Minimization of a sum of taxicab distances formulated as a linear program

Question

Suppose we are given $n$ points $A_1, \dots, A_n \in \mathbb{R}^2$. The task is to find a point $x = (x_1,x_2) \in \mathbb{R}^2$ such that the sum of distances to the points $A_1, \dots, A_n$ in the $\ell_1$-norm is minimized. Formulate this problem as a linear program.

So, first of all, the $\ell_1$-norm of a point $x=(x_1,x_2)\in\mathbb{R}^2$ is $\|x\|_1=|x_1|+|x_2|$. The problem would then be

$$\min \sum\limits_{i=1}^n \|x-A_i\|_1 = \min \sum\limits_{i=1}^n|x_1-A_{i1}|+|x_2-A_{i2}|$$

with no constraints. But how can one formulate this as a linear program?

Answer 1

version 1.

$$\begin{align} \min & \sum_{i,j} y^+_{i,j} + y^-_{i,j}\\ &y^+_{i,j} - y^-_{i,j} = x_j-A_{i,j}\\ &y^+_{i,j}\ge 0, y^-_{i,j}\ge 0 \end{align}$$

version 2.

▸ Given entries
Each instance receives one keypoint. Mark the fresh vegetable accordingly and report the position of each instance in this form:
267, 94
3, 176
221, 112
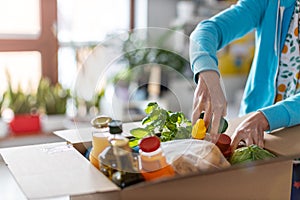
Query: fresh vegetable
167, 125
250, 153
199, 130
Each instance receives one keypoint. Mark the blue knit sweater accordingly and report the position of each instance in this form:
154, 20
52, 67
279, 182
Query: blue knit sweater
270, 19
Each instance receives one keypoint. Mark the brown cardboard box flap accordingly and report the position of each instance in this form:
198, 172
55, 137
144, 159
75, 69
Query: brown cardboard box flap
284, 142
82, 135
56, 169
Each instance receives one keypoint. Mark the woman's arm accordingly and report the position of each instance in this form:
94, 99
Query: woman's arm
285, 113
212, 34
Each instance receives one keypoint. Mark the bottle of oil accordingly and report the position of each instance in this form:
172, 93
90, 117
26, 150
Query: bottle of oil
99, 138
153, 161
117, 161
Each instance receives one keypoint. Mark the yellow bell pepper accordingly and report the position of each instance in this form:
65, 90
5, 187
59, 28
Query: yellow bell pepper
199, 130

▸ Exercise requirements
(1) List every label in the taxicab-distance thread that marks off a section of it.
(2) Revise the listing from the line that has "Each instance receives one keypoint. Mark the bottle" through the listing's final line, both ends included, and write those lines out again with "bottle of oil" replaced by "bottle of vinegar" and everything else left unchanged.

▸ Answers for the exercise
(1)
Question
Answer 1
version 1.
version 2.

(2)
Each instance receives one keypoint. Mark the bottle of vinegar accordingly and report the position of each instance in this form:
172, 93
90, 117
26, 150
Query: bottle of vinegar
99, 138
153, 161
117, 161
Each instance receives one keypoint. Mark the yellow bell pepper accordingly and report the position of each instance in this form:
65, 90
5, 187
59, 28
Query: yellow bell pepper
199, 130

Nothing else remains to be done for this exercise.